- EXCERPTED TEXT
STI payments for 2012 are estimated1) to range between no pay-out at minimum level and SEK 56.3m at maximum level.

Long Term Incentive (LTI)

Each year, the Board of Directors will evaluate whether or not a long-term incentive program shall be proposed to the General Meeting. Long-term incentive programs shall always be designed with the aim to further enhance the common interest of participating employees and Electrolux shareholders of a good long-term development for Electrolux.

For a detailed description of all programs and related costs, see Note 27.

Proposal for performance-based long-term share program 2012

The Board of Directors will present a proposal to the AGM in 2012 for a performance-based long-term share program in 2012. The proposed program will include performance targets for average annual growth in earnings per share (EPS). The proposed program will include up to 180 senior managers and key employees, making participation conditional upon the saving of money in 2012 by the participants to acquire Electrolux B-shares. In addition to providing performance-based shares, the 2012 program will also provide free matching shares, provided the participant is still employed on the last day of the performance period and also still has full ownership of the shares acquired in connection with the participation. For each share owned, the participant will receive one free share in 2015. Details of the program will be included in the information for the AGM 2012.

Cost for LTI awards for 2012 are estimated1) to range between SEK 15m at minimum level and SEK 195m at maximum level.

Details of the program will be included in the information for the AGM 2012.
1) Estimation made on the assumption that Group Management is unchanged.

Extraordinary arrangements

Other variable compensation may be approved in extraordinary circumstances, under the conditions that such extraordinary arrangement shall, in addition to the target requirements set out above, be made for recruitment or retention purposes, are agreed on an individual basis, shall never exceed three (3) times the ABS and shall be earned and/or paid out in installments over a minimum of two (2) years.

Cost for extraordinary arrangements during 2011 equals to SEK 3.2m. Extraordinary arrangements which have not yet been paid out are estimated to amount to approximately SEK 12m.

Insurable benefits

Old age pension, disability benefits and medical benefits shall be designed to reflect home country practices and requirements. When possible, pension plans shall be based on defined contribution. In individual cases, depending on tax and/or social security legislation to which the individual is subject, other schemes and mechanisms for pension benefits may be approved.

Other benefits

Other benefits may be provided on individual level or to the entire Group Management. These benefits shall not constitute a material portion of total remuneration.

Notice of termination and severance pay

The notice period shall be twelve months if the Group takes the initiative and six months if the Group Management member takes the initiative.

In individual cases, severance arrangements may be approved in addition to the notice periods. Severance arrangements may only be payable upon the Group’s termination of the employment arrangement or where a Group Management member gives notice as the result of an important change in the working situation, because of which he or she can no longer perform to standard. This may be the case in, e.g., the event of a substantial change in ownership of Electrolux in combination with a change in reporting line and/or job scope.

Severance arrangements may provide as a benefit to the individual the continuation of the ABS for a period of up to twelve months following termination of the employment agreement; no other benefits shall be included. These payments shall be reduced with the equivalent value of any income that the individual earns during that period of up to twelve months from other sources, whether from employment or independent activities.

Deviations from the guidelines

The Board of Directors shall be entitled to deviate from these guidelines if special reasons for doing so exist in any individual case.

- EXERCISE BRIEF
Please explain, in one to three sentences, why the excerpt on Electrolux executive pay allows severance pay even when a Group Management member is the one who gives notice.

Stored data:
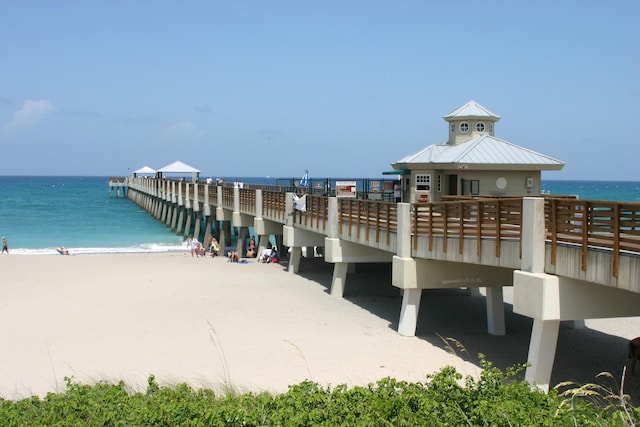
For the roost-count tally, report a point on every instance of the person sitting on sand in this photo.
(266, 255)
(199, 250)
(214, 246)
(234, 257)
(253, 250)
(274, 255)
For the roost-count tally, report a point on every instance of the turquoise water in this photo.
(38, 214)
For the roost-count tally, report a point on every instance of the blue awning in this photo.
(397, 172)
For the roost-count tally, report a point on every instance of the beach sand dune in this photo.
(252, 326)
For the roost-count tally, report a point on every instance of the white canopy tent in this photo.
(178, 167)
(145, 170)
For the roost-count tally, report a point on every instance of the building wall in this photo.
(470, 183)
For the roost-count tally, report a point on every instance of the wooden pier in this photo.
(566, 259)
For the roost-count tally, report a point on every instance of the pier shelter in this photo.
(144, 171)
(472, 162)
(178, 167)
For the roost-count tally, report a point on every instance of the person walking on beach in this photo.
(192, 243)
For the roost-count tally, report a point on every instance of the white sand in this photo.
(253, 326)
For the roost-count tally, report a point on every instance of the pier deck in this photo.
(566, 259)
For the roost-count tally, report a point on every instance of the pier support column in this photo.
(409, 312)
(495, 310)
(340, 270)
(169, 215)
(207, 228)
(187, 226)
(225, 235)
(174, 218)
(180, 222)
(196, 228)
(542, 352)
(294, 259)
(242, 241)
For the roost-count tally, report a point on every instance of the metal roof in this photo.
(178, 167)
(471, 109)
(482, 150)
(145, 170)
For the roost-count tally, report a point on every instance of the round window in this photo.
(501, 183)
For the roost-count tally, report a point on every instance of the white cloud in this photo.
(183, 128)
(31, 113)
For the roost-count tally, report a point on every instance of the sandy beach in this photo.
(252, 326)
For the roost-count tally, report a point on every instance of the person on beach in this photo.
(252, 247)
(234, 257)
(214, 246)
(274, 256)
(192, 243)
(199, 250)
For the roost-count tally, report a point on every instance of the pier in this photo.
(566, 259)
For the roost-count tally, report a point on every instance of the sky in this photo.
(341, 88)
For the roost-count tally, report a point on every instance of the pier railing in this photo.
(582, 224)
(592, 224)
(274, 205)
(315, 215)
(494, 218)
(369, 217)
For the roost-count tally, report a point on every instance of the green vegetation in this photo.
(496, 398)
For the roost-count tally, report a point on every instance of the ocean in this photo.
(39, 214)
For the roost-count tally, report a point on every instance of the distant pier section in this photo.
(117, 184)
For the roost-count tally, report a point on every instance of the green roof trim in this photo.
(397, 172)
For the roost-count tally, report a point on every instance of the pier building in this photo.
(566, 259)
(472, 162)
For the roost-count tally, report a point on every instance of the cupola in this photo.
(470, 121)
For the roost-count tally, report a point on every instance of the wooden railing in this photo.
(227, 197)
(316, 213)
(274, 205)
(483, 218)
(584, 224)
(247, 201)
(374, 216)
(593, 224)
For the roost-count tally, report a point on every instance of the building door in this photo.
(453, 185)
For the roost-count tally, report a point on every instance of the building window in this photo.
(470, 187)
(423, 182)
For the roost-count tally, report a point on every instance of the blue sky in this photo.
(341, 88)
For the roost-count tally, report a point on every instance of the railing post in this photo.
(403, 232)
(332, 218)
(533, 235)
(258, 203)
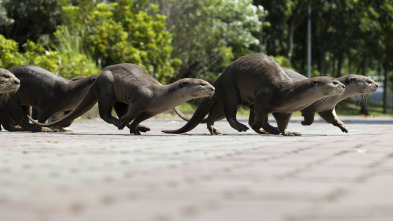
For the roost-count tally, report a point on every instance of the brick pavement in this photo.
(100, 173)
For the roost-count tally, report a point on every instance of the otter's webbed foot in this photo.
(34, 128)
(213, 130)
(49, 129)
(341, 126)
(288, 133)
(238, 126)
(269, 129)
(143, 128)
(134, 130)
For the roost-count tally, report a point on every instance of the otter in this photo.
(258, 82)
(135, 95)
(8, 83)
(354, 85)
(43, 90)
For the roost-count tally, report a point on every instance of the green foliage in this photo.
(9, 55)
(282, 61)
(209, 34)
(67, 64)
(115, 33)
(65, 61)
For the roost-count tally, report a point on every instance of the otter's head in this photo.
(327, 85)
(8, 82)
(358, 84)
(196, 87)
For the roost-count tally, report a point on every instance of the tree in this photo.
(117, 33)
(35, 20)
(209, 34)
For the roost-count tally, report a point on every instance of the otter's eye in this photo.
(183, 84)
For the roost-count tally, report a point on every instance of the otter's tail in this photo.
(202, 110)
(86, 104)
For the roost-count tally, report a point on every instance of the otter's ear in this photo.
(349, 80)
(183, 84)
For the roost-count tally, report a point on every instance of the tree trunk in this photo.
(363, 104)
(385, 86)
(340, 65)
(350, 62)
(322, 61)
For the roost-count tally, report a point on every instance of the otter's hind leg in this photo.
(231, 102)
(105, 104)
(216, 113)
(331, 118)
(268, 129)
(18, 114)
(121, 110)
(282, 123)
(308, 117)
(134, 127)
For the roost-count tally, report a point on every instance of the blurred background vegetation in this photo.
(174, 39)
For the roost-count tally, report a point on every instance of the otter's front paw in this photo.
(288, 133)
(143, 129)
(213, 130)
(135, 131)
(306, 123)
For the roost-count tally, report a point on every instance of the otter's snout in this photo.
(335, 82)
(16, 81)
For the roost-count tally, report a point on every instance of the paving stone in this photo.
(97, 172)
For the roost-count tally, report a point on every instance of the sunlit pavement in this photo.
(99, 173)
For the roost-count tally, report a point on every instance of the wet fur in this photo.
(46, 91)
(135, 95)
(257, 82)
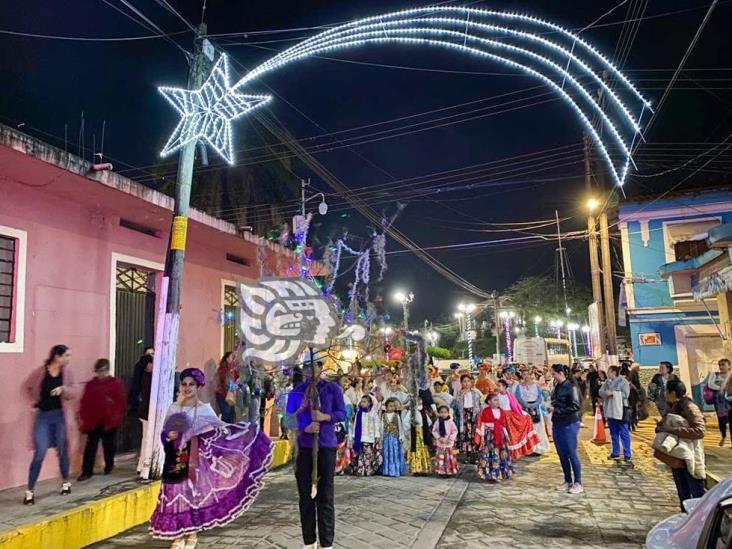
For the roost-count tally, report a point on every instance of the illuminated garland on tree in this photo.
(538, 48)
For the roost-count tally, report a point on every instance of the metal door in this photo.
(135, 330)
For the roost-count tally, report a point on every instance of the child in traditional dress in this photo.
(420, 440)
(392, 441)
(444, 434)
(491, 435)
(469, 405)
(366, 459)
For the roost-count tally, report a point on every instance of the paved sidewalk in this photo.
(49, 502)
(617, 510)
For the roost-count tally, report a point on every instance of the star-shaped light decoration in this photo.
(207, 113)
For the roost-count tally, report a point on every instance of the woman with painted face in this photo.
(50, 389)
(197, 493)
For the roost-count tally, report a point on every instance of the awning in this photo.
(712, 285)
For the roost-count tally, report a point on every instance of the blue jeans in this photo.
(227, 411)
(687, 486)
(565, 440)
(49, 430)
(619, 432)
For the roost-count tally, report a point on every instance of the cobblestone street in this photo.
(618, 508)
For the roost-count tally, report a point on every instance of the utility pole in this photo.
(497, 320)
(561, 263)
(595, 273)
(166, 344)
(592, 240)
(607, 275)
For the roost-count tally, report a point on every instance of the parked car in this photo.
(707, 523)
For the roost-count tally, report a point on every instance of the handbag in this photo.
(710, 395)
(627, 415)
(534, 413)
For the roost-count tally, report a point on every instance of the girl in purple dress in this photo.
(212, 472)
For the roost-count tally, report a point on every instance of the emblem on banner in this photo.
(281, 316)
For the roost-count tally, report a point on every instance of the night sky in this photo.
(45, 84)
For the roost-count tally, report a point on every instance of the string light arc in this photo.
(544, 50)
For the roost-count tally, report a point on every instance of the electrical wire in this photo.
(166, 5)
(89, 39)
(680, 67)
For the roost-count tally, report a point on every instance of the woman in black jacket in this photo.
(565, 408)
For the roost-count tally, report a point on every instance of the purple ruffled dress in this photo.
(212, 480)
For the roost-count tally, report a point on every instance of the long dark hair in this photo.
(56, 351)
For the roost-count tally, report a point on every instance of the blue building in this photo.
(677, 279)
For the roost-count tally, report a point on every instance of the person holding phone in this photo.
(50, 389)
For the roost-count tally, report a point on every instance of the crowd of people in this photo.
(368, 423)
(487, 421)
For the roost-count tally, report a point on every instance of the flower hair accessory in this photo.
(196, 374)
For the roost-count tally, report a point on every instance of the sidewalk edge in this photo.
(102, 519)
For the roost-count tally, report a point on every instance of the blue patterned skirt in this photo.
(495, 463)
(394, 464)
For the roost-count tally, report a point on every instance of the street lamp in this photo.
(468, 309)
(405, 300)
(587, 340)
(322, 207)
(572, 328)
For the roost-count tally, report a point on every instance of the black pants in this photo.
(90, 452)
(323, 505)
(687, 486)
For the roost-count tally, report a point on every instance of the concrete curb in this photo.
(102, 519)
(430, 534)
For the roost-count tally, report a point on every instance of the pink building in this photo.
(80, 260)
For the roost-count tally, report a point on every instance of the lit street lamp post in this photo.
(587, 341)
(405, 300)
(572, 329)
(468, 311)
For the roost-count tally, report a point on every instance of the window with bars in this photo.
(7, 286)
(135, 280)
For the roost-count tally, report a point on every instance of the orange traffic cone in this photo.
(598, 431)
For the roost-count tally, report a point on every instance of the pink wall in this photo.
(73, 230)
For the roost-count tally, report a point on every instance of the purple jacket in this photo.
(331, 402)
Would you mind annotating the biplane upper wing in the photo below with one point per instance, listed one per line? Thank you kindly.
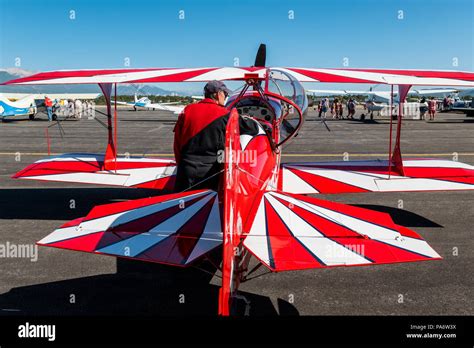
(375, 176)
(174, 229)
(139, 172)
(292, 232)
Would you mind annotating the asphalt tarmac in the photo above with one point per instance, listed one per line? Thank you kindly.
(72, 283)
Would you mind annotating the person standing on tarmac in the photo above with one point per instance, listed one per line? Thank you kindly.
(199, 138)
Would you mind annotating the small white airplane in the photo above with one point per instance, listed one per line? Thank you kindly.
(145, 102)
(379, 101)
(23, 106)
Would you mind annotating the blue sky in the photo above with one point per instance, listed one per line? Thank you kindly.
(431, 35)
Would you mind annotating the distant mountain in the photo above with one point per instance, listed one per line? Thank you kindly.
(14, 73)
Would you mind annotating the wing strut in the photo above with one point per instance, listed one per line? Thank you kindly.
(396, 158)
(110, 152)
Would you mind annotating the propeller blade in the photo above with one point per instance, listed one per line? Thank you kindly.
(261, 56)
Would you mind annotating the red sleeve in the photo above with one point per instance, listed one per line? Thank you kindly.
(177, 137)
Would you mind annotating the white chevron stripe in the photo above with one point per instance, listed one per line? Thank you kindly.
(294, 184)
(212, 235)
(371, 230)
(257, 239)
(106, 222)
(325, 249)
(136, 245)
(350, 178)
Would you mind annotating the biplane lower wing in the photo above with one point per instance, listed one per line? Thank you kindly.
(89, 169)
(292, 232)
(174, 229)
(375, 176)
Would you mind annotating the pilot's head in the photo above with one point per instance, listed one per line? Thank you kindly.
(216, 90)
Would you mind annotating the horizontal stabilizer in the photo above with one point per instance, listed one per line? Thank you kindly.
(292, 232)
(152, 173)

- TASK OUTPUT
Severance may be paid in that case when the member gives notice because of an important change in the working situation that means he or she can no longer perform to standard. The excerpt's example is a substantial change in ownership of Electrolux combined with a change in reporting line and/or job scope.